— CHALLENGE —
Rewrite every line of the records below as a JSON list of strings, one string per line and no blank lines. Leave out the pictures.

— STORED ROWS —
-- Begin --

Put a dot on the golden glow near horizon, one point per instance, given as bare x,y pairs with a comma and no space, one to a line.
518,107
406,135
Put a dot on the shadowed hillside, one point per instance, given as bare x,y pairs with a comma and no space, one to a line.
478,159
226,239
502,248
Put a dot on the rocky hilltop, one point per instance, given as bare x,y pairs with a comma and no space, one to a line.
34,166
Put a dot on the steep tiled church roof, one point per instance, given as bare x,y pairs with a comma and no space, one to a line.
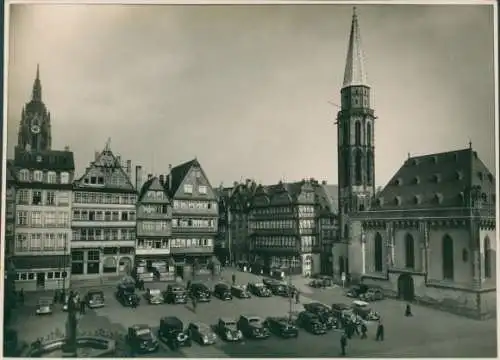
441,180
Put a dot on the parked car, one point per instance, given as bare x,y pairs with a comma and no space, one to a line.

-- End --

— ANSWER IN FULL —
[
  "Put a dot on the golden glow near horizon, one point per instance, given as bare x,y pairs with a comma and no space, one to a line.",
  "518,107",
  "406,135",
  "Put a dot on the shadowed hillside, one point per instance, given as bare x,y pairs with a comma and no space, one to a line.",
  "478,159",
  "226,239",
  "502,248",
  "Put a dot on the rocky hilltop, one point per instance, given as bare x,y pairs with a comma and no space, one to a line.",
  "34,166",
  "Put a dot on the steep tiled church roof, one point per instance, given as bare x,y pairs with a comma and no space, one to a line.",
  "441,180",
  "Put a dot on the parked car, one point per instance, given as bare x,y pairs with a comma and no space, one to a line."
]